GOAL OF THE EXERCISE =
Output the stretch of items below, from the line containing "Task: mark the green stem" through the end of the items, as a JSON list of strings with one string per line. Leave out any blank lines.

#### RECORDED INFORMATION ####

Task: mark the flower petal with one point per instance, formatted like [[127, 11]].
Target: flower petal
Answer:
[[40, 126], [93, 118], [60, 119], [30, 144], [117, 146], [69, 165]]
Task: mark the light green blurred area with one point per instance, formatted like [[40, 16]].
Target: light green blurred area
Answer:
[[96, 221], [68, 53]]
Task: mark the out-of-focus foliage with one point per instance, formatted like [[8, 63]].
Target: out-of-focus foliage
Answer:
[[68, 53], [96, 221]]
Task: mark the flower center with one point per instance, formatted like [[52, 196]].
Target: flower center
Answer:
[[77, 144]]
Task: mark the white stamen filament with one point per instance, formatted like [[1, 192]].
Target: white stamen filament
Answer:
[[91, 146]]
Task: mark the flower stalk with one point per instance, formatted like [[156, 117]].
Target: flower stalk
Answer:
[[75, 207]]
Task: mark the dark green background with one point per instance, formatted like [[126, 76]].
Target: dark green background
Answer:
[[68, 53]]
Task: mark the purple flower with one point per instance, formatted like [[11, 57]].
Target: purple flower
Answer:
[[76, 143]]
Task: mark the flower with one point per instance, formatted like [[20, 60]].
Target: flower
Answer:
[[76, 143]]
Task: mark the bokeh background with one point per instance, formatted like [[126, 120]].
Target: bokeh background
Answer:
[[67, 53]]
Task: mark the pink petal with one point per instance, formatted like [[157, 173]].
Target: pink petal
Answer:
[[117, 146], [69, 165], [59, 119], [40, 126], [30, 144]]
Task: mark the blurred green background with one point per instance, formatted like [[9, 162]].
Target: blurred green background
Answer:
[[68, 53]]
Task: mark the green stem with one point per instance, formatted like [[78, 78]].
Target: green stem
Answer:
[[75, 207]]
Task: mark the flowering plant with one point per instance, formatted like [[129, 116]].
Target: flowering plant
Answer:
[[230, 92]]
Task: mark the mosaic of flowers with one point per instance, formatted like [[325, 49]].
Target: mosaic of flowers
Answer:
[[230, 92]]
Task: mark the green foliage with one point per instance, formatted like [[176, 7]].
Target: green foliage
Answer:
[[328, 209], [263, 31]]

####

TASK RESULT =
[
  "Task: mark the green stem with one point per instance, formatted like [[78, 78]].",
  "Target: green stem",
  "Answer:",
  "[[75, 207]]",
  "Task: mark the flowering plant with one point per instance, formatted like [[129, 116]].",
  "Target: flowering plant",
  "Answer:",
  "[[230, 92]]",
  "Task: mark the mosaic of flowers with one point per instance, formatted like [[325, 49]].",
  "Target: mosaic of flowers",
  "Answer:",
  "[[230, 92]]",
  "Task: mark the green foliage with one point per instance, formatted like [[176, 7]].",
  "Target: green foliage",
  "Answer:",
  "[[328, 209], [263, 31]]"
]